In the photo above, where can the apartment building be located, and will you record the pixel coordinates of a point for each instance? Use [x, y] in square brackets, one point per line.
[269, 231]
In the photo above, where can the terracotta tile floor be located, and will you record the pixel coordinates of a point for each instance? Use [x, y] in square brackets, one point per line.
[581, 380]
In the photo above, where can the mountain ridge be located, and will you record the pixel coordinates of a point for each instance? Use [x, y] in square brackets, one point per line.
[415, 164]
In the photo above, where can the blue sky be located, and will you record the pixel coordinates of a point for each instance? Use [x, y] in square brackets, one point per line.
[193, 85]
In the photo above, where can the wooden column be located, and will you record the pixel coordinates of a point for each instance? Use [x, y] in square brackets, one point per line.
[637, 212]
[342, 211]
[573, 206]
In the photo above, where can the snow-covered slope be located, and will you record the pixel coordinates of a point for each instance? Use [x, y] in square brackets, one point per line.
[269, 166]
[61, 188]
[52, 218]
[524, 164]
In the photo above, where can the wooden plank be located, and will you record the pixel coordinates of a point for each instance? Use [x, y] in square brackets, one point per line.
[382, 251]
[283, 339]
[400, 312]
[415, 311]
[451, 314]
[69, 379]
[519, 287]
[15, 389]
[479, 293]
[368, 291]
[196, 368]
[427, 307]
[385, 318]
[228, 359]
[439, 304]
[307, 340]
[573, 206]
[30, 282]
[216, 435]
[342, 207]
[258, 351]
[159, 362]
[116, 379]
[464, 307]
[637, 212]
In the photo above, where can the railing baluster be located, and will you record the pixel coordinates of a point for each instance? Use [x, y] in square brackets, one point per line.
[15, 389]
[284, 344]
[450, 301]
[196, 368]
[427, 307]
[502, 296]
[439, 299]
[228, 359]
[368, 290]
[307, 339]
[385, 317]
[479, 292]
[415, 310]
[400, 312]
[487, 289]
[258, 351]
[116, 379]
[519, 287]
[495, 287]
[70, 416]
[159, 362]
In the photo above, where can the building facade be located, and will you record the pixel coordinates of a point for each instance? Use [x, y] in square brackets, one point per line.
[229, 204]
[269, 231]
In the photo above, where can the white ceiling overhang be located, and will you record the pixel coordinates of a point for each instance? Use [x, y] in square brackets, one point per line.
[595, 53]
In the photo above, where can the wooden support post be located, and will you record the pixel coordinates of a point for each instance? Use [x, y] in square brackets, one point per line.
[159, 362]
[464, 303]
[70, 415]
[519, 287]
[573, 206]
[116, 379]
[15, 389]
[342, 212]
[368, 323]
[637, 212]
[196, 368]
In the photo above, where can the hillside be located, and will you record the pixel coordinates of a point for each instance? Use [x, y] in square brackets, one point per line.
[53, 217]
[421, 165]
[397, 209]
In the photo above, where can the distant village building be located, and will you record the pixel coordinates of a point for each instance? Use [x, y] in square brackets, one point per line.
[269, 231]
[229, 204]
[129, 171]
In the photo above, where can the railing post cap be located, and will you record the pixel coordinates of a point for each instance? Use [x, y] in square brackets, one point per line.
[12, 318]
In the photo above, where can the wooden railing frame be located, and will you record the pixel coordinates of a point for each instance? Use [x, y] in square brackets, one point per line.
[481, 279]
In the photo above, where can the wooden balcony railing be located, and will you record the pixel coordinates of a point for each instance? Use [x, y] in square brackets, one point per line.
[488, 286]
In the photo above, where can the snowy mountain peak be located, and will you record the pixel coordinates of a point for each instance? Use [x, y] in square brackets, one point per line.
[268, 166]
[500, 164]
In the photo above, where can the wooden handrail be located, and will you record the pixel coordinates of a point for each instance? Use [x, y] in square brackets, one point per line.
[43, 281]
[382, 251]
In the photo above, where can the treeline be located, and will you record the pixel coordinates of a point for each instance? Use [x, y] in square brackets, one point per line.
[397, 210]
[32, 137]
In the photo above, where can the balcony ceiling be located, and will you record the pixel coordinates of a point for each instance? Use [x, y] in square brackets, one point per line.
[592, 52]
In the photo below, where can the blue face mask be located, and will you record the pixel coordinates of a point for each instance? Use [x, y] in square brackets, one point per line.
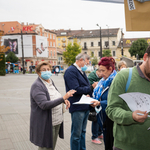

━━━━━━━━

** ABOUT THIS EXERCISE **
Without changing a word, restate the listing above; the pictures stay out.

** SOLVED PROBLEM **
In the photo above, where can the apartment building be located, and will you record the pixel coordinates of a point for each instance? Use [x, y] in square brackets, one point per line.
[269, 231]
In the photo above, where can the terracotta tile floor be located, and will you record the pixel coordinates of a point for each instance? Use [x, y] in square brackets, one point per line.
[581, 380]
In the photo above, where can the mountain ridge be located, and will you record the pixel coordinates of a point for each instance? Use [x, y] in square brackets, one point per line.
[415, 164]
In the photo above, where can the blue sky be located, and will you record the pixel coordinates of a point for each instance? Use [x, y] in square brackets, one point per line.
[193, 85]
In the photo above, where can the wooden column be located, and will you record the pixel coordinates of a point for each instance? Use [x, y] in square brackets, one point per line.
[637, 212]
[342, 211]
[573, 206]
In the photo above, where can the snow-covered slope be located, and will you record the pixel coordinates of a point for each instance? Use [x, y] in square brackets, one point per line.
[269, 166]
[61, 188]
[52, 218]
[524, 164]
In the photo above, where can the wooden plank be located, and will you record the pixel coordinates of a point for each instance? Use [x, y] in square brackets, one point per line.
[382, 251]
[283, 339]
[400, 312]
[415, 311]
[451, 314]
[69, 379]
[519, 287]
[15, 389]
[479, 293]
[368, 291]
[196, 368]
[427, 307]
[385, 318]
[228, 359]
[439, 304]
[307, 340]
[573, 206]
[30, 282]
[216, 435]
[342, 207]
[258, 351]
[159, 362]
[116, 379]
[464, 307]
[637, 212]
In the photo above, where can the railing baluster be located, and will you record the pixel coordinates of a point for each instance? Use [x, y] in square brackets, one point per line.
[15, 389]
[284, 344]
[450, 301]
[196, 368]
[427, 307]
[502, 296]
[439, 299]
[228, 359]
[368, 290]
[307, 339]
[385, 317]
[479, 292]
[415, 310]
[400, 312]
[487, 289]
[258, 351]
[116, 379]
[519, 287]
[495, 287]
[70, 416]
[159, 362]
In the photo above, where can the building facade be located, and will you record the pixel coordinates of a point for each instance? Use [x, y] in square brackets, one point per line.
[229, 204]
[269, 231]
In the photo above, where can the white ceiling overhang be located, and will you record the pixel coordinates of a point for each instance? Use [x, y] in square brackets, one point per line.
[595, 53]
In the photo above, where can the wooden support post be located, and will you record the pixel coordinates of a point for each instance? Use [x, y] in square brackets, one point per line.
[159, 362]
[464, 303]
[70, 415]
[519, 287]
[573, 206]
[116, 379]
[15, 389]
[342, 212]
[368, 323]
[637, 212]
[196, 368]
In the photo above, where can the hillside be located, and will you record the pixel coordinates of a point for each instance? Use [x, y] in square brackets, one point per line.
[53, 217]
[421, 165]
[397, 209]
In the photo above, where can the distant village building be located, and will you record the pixel coordinates of a point for each instance? Use [x, y] in square brackets, one point per line.
[269, 231]
[229, 204]
[129, 171]
In the photo above, where can the railing post cap be located, and will you record the pixel coordinates of a point for each instance? Use [x, y] in square brackets, one point per line.
[12, 318]
In the photo above, where can the wooden railing frame be located, and will you record the pixel coordinates of a point for each instance? Use [x, y] in square brackets, one point per line.
[481, 279]
In the photo above, where can the wooden balcony railing be located, and will you record the pixel coordinates of a point for each instance? Use [x, y] in square brackets, one point per line.
[488, 286]
In the photo above, where can the snowy mountain peak be located, and will you record the pixel coordinates of a point for each instance? Use [x, y] in square brackets, one point per line.
[268, 166]
[500, 164]
In the photo above, where can the wooden handrail be located, and will you record the pixel coordinates of a point for each instance? Use [x, y] in square brackets, one point per line.
[43, 281]
[382, 251]
In the photo above, where can the treeline be located, and will you record the pixel coordinates of a point for each instance? Use [x, y] in square brackets, one point per line.
[397, 210]
[32, 137]
In the photo above, where can the balcony ceiling be located, and will you record the pixel coordinates of a point for each instance? Use [x, y] in square brackets, one point per line.
[592, 52]
In the photo below, where can the blue face mask be located, and will you record the pixel coordinates of a point for each instance? Use [x, y] in square brackets, one point per line.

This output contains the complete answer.